*** Document excerpt
This transcript is in the public domain and may be used without permission. Quotes and excerpts must be cited as follows: Oral history interview with Shiro Ikegawa, 2003 Jan. 8, Archives of American Art, Smithsonian Institution.

Interview with Shiro Ikegawa
Conducted by Jamisen Jenkins
At the Keiro Nursing Home, Los Angeles, CA
2003 Jan. 8

Preface

The following oral history transcript is the result of a tape-recorded interview with Shiro Ikegawa on 2003 Janury 8. The interview took place at the Keiro Nursing Home in Los Angeles, CA and was conducted by Jamisen Jenkins for the Archives of American Art, Smithsonian Institution.

Shiro Ikegawa and Jamisen Jenkins have reviewed the transcript and have made corrections and emendations. The reader should bear in mind that he or she is reading a transcript of spoken, rather than written, prose.

Interview

MR. JENKINS:  This is Jamisen Jenkins with the Smithsonian Archives of American Art doing an interview with Shiro Ikegawa and Norma Kato to help with translation at the Keiro Nursing Home at 2221 Lincoln Park Ave. 

Well if you're ready, I'll ask the first question: What inspired you to pursue art in Japan when you were first starting at the University of Tokyo?  

MR. IKEGAWA:  I wanted to DeGurney, so I wanted to see him so I tried--

MS. KATO:  He said at that time many people were coming out here to the United States from Japan, and he was really impressed with this country so he stayed.

MR. JENKINS:  Were you planning on going somewhere else when you first came to America?

MR. IKEGAWA:  No DeGurney and Franz Rein [inaudible] so I wanted to see them if I can that's why--

MS. KATO: You came to see who, Shiro?  Who did you come to see?

MR. IKEGAWA:  Degurney.  Degurney.

MR. JENKINS:  At the University at Otis do you mean?

MR. IKEGAWA:  No, no, no.  I am talking about the artist, Degurney.

MS. KATO:  Degree?

MR. IKEGAWA:  Degurney a name of an artist here at the time, and Franz Rein and Degurney [inaudible]

MS. KATO:  Oh.  Oh.  Famous artists were here at that time.

MR. JENKINS:  Oh I see.

MS. KATO:  I guess an artist named Degurney.

MR. IKEGAWA:  Degurney.

MR. JENKINS:  Degurney?  Do you know how to spell that?

MR. JENKINS:  Is it D-E-G-U-R-N-E-Y?

MR. IKEGAWA:  Yea-Degurney.

MR. JENKINS:  Okay.

MS. KATO:  And who was the other artist you named?

MR. IKEGAWA:  Franz Rein.  Franz Rein.

MR. JENKINS:   Okay, Franz Rein.  Well when you came here to Los Angeles did you feel your ethnicity played a role in your art, or in your reception to the art world present in the community?
******
*** Provided data
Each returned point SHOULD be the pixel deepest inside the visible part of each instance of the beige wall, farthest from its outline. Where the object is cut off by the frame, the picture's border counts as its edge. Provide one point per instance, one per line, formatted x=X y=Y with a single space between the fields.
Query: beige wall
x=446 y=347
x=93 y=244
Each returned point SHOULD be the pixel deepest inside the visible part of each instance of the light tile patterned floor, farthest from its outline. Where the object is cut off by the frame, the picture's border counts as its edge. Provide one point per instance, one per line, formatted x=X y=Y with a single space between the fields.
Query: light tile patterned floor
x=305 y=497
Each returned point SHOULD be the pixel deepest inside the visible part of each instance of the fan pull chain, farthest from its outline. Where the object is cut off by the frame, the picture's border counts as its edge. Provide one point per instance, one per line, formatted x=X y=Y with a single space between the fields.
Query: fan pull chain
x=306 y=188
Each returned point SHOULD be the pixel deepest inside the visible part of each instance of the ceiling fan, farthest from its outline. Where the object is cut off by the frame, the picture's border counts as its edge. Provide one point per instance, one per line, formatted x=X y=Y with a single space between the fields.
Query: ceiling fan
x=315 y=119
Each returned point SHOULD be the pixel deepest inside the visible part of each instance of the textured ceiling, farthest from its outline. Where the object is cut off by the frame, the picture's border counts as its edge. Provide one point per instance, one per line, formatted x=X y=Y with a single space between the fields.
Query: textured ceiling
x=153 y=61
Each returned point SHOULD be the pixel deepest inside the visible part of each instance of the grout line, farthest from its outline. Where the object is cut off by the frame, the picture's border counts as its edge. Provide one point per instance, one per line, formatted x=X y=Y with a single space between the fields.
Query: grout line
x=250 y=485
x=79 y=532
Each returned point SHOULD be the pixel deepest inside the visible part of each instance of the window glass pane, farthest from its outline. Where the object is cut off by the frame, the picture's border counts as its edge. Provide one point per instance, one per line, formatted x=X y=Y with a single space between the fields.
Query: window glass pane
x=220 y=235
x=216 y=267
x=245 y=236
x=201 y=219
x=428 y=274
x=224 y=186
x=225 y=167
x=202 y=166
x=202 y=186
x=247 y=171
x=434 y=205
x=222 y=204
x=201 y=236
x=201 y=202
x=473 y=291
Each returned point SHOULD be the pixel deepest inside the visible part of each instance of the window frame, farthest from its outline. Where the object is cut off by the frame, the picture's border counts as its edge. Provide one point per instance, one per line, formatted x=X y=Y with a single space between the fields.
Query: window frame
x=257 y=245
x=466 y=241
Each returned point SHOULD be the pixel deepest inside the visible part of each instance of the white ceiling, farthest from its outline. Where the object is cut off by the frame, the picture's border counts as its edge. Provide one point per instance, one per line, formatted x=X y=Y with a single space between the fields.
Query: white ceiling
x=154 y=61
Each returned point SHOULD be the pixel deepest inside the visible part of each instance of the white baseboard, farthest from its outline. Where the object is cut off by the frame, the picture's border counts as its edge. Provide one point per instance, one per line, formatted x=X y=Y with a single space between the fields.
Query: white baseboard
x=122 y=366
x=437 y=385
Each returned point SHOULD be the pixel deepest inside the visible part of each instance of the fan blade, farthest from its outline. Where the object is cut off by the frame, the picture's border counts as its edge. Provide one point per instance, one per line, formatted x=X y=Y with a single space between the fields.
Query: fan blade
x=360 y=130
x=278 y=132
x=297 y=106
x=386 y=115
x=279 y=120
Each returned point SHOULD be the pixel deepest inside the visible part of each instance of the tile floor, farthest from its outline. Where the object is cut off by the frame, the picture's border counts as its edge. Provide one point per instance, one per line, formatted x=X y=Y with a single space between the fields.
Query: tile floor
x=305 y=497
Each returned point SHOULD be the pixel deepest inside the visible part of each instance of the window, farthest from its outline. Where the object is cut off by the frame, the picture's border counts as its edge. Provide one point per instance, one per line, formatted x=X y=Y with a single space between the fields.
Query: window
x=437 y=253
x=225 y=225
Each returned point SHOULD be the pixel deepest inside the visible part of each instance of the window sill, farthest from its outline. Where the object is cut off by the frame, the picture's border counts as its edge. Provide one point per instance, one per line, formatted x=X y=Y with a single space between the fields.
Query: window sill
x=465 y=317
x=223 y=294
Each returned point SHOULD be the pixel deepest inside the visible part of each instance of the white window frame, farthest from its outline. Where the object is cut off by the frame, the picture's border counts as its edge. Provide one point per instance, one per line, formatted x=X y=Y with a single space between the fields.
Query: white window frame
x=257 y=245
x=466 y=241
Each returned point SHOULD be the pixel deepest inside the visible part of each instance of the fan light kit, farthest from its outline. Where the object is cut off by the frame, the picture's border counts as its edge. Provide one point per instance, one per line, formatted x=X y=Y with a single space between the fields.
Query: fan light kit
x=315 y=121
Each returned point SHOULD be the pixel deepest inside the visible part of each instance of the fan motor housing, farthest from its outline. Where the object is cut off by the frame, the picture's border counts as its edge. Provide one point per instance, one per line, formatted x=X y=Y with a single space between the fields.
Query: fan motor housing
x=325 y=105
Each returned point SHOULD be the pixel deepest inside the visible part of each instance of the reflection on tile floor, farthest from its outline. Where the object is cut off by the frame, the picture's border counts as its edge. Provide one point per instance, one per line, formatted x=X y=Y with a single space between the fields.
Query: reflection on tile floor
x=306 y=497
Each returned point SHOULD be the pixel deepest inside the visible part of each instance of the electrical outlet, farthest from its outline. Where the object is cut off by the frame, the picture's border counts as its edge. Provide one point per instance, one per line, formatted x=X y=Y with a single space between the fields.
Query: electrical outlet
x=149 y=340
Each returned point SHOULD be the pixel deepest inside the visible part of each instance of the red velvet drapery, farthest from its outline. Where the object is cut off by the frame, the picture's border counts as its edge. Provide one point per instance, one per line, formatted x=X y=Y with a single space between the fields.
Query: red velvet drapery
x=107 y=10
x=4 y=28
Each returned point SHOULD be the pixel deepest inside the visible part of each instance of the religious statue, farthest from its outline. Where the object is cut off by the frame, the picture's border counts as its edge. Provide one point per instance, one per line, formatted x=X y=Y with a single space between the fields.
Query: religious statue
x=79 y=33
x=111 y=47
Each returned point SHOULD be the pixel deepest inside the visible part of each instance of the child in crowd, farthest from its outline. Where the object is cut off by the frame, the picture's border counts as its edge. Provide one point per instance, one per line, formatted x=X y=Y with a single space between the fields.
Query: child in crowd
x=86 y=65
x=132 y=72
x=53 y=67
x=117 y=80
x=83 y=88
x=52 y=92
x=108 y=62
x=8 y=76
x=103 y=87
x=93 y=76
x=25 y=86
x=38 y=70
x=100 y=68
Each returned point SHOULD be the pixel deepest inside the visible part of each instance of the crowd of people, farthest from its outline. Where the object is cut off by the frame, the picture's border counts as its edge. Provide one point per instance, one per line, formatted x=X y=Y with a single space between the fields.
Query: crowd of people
******
Tasks for this exercise
1. List the people who speak in the Shiro Ikegawa interview transcript, giving each one's full name.
2. Pick up the Shiro Ikegawa interview transcript where it stops, and write what comes next in the same speaker-labeled format.

Exercise answers
1.
Jamisen Jenkins
Shiro Ikegawa
Norma Kato

2.
MR. IKEGAWA:  No, when I came here to Los Angeles, the reason why I came [inaudible] Joan Mason and  [inaudible] Maybe I wanted to see them or maybe I wanted to know them somehow -- know how they made it so Joan Mason, those are famous artists--

MR. JENKINS:  Now there was a woman I spoke to named Barbara Smith, were you involved with her artistically ever?

MS. KATO:  She was teaching at the same school that he taught at.

MR. IKEGAWA:  UC Irvine.

MS. KATO:  UC Irvine.

MR. JENKINS:  What medium did she work in?  Was she also a printmaker, or did she paint?

MR. IKEGAWA:  She's a painter.

MR. JENKINS:  Painter.  Um, was she also a performance artist, too?

MR. IKEGAWA:  Yea, that's very important.  She [inaudible] yea, performance artist--

MR. JENKINS:   Well, now there was something that we came across when we were filing some of your papers, we found a book for what looks like a Sushi Show that you did in Irvine, and what it said on the paper and there was a bunch of black and white photographs about, your building the Sushi Bar, and then fishing for the fish, and making the plates as well.  Was that meant to be a type of performance art, or what were you intending?

MR. IKEGAWA: Performance Art  It seemed so [inaudible] UC Irvine [inaudible].

MR. JENKINS:   What did he say?

MS. KATO:  He said he did another show at UC Irvine before--

MR. IKEGAWA:  Yes, at another time.

MS. KATO:  At another time, and so when he--the one you’re talking about,--performing art, is that what it was? You decided to use the Sushi.

MR. IKEGAWA:  I used the Sushi, the performing art into the Sushi Show.

MS. KATO:  Oh.  He used the perform-the-into the Sushi Show at UC Irvine.  So instead of the Sushi into the show, he put the show into the Sushi.

MR. JENKINS:   Oh I see.  Well that's pretty clever.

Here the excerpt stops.